[Aim of the exercise]: Give the count of lines in the entries that include "feather", and write nothing besides it.

[Data supplied]:
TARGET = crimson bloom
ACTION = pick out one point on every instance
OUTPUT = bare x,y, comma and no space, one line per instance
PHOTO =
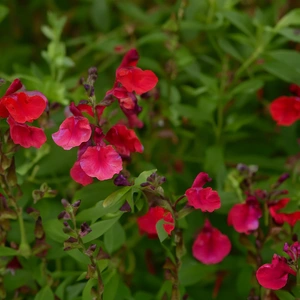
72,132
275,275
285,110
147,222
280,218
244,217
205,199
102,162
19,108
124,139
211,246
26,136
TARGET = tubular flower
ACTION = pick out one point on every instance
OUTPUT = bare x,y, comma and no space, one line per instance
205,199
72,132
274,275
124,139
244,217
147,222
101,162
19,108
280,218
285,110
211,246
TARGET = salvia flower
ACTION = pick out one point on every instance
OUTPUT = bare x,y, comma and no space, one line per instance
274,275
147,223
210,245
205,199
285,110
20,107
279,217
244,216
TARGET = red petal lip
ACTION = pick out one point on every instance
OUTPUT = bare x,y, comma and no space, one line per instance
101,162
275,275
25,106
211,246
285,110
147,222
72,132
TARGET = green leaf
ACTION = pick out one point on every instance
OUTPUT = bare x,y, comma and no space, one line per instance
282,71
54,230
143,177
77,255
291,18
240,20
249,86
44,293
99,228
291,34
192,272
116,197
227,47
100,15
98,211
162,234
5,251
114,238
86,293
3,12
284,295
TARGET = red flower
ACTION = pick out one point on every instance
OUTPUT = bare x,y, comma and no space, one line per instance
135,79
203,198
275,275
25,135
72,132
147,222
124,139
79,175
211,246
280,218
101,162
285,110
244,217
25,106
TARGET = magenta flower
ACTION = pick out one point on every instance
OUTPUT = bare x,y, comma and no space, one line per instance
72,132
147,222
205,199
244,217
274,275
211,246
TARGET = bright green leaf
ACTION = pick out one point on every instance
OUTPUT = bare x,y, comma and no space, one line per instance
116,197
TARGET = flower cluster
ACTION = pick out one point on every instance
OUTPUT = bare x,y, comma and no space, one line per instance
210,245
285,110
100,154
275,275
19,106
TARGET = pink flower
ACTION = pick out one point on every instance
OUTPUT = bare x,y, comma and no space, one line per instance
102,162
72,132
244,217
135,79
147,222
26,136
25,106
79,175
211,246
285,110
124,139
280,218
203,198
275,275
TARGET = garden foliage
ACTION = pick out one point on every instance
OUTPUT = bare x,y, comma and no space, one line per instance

==

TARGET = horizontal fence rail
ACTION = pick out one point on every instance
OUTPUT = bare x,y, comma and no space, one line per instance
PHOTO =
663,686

--

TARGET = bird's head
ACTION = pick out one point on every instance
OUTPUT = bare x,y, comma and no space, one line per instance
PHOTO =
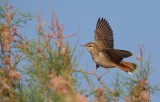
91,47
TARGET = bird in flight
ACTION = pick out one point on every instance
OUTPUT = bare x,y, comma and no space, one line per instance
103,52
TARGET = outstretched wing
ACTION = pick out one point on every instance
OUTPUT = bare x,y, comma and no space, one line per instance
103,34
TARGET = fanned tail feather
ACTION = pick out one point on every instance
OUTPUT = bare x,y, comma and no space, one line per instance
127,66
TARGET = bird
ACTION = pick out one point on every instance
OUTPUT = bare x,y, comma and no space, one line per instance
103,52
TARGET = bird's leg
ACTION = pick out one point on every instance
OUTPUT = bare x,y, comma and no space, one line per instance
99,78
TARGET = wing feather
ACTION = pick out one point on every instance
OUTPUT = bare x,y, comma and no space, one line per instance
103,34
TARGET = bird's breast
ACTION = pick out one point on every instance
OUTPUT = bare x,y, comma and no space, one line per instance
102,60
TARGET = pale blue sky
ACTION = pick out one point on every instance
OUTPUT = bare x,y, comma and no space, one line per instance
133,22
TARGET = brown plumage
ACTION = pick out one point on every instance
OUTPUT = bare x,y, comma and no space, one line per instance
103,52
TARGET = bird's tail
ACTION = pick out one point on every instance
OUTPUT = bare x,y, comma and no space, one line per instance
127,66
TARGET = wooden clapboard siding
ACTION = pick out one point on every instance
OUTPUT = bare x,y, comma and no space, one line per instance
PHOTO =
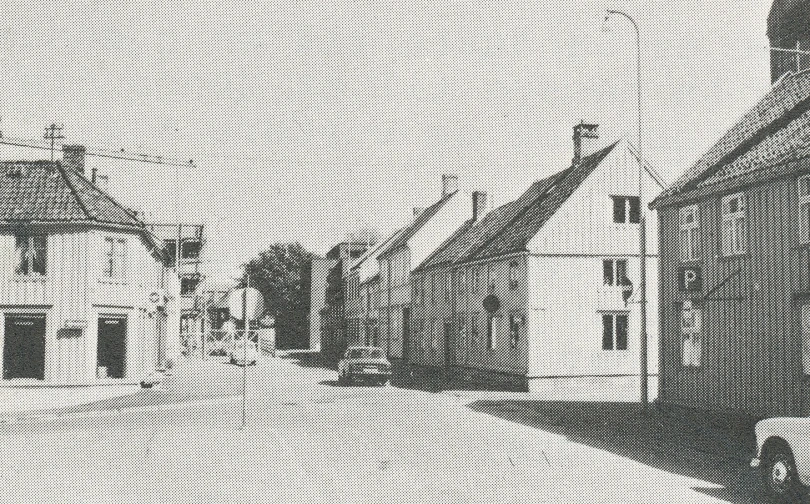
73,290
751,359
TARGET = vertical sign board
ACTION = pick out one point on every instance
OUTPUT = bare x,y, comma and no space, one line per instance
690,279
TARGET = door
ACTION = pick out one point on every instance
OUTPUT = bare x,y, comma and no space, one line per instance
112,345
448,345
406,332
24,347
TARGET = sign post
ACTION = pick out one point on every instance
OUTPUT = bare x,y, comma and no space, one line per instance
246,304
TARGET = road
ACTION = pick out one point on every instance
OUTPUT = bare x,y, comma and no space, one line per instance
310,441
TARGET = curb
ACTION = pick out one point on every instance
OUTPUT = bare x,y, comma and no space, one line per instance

[Exercise response]: 2